Transcribe every line of the listing below, keeping each character identical to the original.

__Source data__.

•••

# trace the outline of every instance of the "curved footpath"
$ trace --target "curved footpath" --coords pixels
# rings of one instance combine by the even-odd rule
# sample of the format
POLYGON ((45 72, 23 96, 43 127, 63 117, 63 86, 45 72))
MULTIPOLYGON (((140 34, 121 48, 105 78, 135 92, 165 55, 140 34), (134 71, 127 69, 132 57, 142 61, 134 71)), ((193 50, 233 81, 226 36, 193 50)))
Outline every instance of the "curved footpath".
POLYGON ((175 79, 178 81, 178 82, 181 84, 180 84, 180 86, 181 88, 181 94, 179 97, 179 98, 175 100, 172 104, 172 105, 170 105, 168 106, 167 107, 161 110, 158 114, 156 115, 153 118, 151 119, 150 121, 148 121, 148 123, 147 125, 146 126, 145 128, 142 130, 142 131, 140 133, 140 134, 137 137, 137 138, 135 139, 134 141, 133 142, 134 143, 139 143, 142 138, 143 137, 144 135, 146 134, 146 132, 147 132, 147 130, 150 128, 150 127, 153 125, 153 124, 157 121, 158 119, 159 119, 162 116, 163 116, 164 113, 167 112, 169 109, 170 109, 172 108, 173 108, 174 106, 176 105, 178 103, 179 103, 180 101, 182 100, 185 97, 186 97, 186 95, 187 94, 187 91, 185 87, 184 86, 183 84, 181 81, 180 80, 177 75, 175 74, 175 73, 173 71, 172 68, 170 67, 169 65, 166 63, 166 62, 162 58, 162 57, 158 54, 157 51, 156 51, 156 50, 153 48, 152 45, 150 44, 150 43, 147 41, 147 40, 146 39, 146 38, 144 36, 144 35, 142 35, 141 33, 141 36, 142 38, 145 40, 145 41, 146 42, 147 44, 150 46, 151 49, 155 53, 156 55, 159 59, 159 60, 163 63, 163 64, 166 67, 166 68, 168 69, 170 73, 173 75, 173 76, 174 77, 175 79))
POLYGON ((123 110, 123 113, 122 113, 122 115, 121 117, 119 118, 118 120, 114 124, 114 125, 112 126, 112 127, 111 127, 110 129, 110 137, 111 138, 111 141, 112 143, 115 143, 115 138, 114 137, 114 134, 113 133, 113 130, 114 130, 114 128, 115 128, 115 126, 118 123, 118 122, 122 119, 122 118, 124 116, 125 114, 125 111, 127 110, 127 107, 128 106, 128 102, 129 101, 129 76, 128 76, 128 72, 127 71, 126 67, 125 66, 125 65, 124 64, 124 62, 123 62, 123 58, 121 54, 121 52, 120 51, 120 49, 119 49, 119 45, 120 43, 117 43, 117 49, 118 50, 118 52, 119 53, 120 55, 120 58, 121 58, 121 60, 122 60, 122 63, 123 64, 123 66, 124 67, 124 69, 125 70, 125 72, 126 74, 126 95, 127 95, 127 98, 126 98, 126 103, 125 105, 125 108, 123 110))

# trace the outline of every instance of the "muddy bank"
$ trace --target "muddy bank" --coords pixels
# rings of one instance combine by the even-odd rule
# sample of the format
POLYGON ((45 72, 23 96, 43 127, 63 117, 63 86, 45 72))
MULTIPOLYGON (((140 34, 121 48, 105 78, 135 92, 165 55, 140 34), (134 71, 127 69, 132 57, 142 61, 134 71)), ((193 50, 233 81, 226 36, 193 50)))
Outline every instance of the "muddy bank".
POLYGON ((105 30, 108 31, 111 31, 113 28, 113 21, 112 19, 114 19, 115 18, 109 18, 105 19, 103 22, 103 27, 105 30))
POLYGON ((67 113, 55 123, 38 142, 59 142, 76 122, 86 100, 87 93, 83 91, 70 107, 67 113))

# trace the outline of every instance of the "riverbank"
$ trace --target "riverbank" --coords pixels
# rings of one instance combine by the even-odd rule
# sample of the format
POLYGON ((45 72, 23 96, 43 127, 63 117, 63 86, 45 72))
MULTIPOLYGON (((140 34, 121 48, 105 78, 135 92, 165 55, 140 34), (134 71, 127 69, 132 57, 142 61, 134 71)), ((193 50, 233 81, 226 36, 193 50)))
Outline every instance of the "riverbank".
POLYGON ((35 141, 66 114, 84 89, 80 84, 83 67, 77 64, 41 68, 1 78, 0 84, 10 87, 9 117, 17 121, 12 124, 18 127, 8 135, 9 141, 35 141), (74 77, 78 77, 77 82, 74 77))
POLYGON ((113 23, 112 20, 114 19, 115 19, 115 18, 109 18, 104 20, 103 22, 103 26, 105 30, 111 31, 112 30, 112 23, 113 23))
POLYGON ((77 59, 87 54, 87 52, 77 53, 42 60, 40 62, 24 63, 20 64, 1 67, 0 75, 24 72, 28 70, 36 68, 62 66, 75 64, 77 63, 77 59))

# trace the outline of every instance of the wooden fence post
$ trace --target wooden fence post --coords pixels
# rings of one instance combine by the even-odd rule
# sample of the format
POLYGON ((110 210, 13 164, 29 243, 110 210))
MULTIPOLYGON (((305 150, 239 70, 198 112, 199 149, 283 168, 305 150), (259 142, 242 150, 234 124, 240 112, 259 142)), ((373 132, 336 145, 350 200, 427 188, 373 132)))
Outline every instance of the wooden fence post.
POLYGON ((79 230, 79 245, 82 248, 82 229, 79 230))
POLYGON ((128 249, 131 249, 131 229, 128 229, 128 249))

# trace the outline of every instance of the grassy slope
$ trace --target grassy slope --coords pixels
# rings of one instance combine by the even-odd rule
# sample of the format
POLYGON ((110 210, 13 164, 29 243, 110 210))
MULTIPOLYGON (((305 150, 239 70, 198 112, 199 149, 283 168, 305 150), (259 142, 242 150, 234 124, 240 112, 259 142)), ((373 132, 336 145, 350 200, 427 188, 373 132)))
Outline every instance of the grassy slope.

•••

__Solution__.
# trace the outline of every instance of the "curved footpath"
$ trace --target "curved footpath" --coords pixels
# rings of one instance combine by the even-odd rule
# sample of the format
POLYGON ((45 72, 23 96, 43 127, 63 117, 63 86, 45 72))
MULTIPOLYGON (((140 34, 121 48, 105 78, 135 92, 165 55, 140 34), (134 71, 127 69, 132 57, 142 61, 134 71)), ((193 50, 233 81, 226 36, 193 50)))
Outline every instance of the "curved footpath".
POLYGON ((175 79, 178 81, 178 82, 181 84, 180 84, 180 86, 181 88, 181 94, 179 97, 179 98, 175 100, 172 104, 172 105, 170 105, 168 106, 167 107, 161 110, 158 114, 156 115, 153 118, 151 119, 150 121, 148 121, 148 123, 147 125, 146 126, 145 128, 142 130, 142 131, 140 133, 140 134, 137 137, 137 138, 135 139, 134 141, 133 142, 134 143, 139 143, 142 138, 143 137, 144 135, 146 134, 146 132, 147 132, 147 130, 150 128, 150 127, 153 125, 153 124, 157 121, 158 119, 159 119, 162 116, 163 116, 164 113, 167 112, 169 109, 170 109, 172 108, 173 108, 174 106, 176 105, 178 103, 179 103, 180 101, 182 100, 185 97, 186 97, 186 95, 187 94, 187 91, 185 87, 184 86, 183 84, 181 81, 180 80, 177 75, 175 74, 175 73, 173 71, 172 68, 170 67, 169 65, 166 63, 166 62, 162 58, 162 57, 158 54, 157 51, 156 51, 156 50, 153 48, 152 45, 150 44, 150 43, 147 41, 147 40, 146 39, 146 38, 144 36, 144 35, 142 35, 141 33, 141 36, 142 38, 145 40, 145 41, 146 42, 147 44, 150 46, 151 49, 155 53, 156 55, 159 59, 159 60, 163 63, 163 64, 166 67, 166 68, 168 69, 170 73, 173 75, 173 76, 174 77, 175 79))
POLYGON ((123 110, 123 113, 122 113, 122 115, 121 117, 119 118, 118 120, 114 124, 114 125, 112 126, 112 127, 111 127, 110 129, 110 137, 111 138, 111 141, 112 143, 115 143, 115 138, 114 137, 114 134, 113 133, 113 130, 114 130, 114 128, 115 128, 115 126, 118 123, 118 122, 122 119, 122 118, 124 116, 125 114, 125 111, 127 110, 127 107, 128 106, 128 102, 129 101, 129 76, 128 76, 128 72, 127 71, 126 67, 125 66, 125 65, 124 64, 124 62, 123 62, 123 58, 121 54, 121 52, 120 51, 120 49, 119 49, 119 45, 120 43, 117 43, 117 49, 118 50, 118 52, 119 53, 120 55, 120 58, 121 58, 121 60, 122 60, 122 63, 123 64, 123 66, 124 67, 124 69, 125 70, 125 72, 126 74, 126 95, 127 95, 127 98, 126 98, 126 103, 125 105, 125 108, 123 110))

# trace the outline of every instance of the "muddy bank"
$ trace --target "muddy bank" --coords pixels
# rings of one instance combine by the even-odd rule
# sample of the format
POLYGON ((45 72, 23 96, 43 127, 63 117, 63 86, 45 72))
MULTIPOLYGON (((140 34, 121 48, 105 78, 135 92, 165 55, 140 34), (134 71, 127 69, 132 57, 142 61, 134 71)), ((193 50, 233 81, 226 36, 193 50)))
Outline every instance of the "muddy bank".
POLYGON ((105 30, 108 31, 111 31, 113 28, 113 21, 112 19, 114 19, 115 18, 109 18, 105 19, 103 22, 103 27, 105 30))
POLYGON ((67 113, 55 123, 38 142, 59 142, 76 122, 86 100, 87 93, 83 91, 70 107, 67 113))

# trace the outline of every instance of the "riverbank"
$ trace --target "riverbank" --coords pixels
# rings of one instance combine by the even-odd rule
# sample of the format
POLYGON ((45 72, 23 96, 43 127, 63 117, 63 86, 45 72))
MULTIPOLYGON (((140 34, 121 48, 105 78, 135 92, 165 55, 140 34), (134 71, 127 69, 132 57, 142 61, 134 71)), ((193 50, 233 81, 226 36, 193 50)))
Outline every instance of the "riverbank".
POLYGON ((35 141, 66 114, 84 89, 80 84, 83 67, 77 64, 41 68, 1 78, 0 84, 10 87, 9 117, 17 121, 12 124, 18 127, 8 135, 9 141, 35 141), (74 77, 78 77, 77 82, 74 77))
POLYGON ((113 23, 112 20, 114 19, 115 19, 115 18, 109 18, 104 20, 103 22, 103 26, 105 30, 111 31, 112 30, 112 23, 113 23))
POLYGON ((77 59, 87 54, 87 52, 77 53, 42 60, 40 62, 24 63, 20 64, 1 67, 0 75, 24 72, 28 70, 36 68, 62 66, 75 64, 77 63, 77 59))

# trace the outline of every instance of the wooden fence post
$ trace --target wooden fence post --coords pixels
# rings of one instance combine by the even-odd rule
# sample of the format
POLYGON ((110 210, 13 164, 29 243, 110 210))
MULTIPOLYGON (((305 150, 239 70, 198 112, 199 149, 283 168, 305 150), (259 142, 242 150, 234 124, 240 112, 259 142)), ((373 132, 336 145, 350 200, 427 188, 373 132)))
Outline every instance of the wooden fence post.
POLYGON ((79 230, 79 245, 82 248, 82 229, 79 230))
POLYGON ((128 249, 131 249, 131 229, 128 229, 128 249))

# trace the outline of every instance of the grassy slope
$ trace --target grassy slope --coords pixels
# rings of one instance combine by the even-odd rule
# sample of the format
POLYGON ((110 210, 13 164, 29 243, 110 210))
MULTIPOLYGON (((305 150, 239 70, 198 112, 199 149, 283 168, 305 150), (259 142, 242 150, 234 124, 240 112, 259 142)), ((373 132, 336 145, 350 200, 427 188, 373 132)))
Outline every instance of the grassy slope.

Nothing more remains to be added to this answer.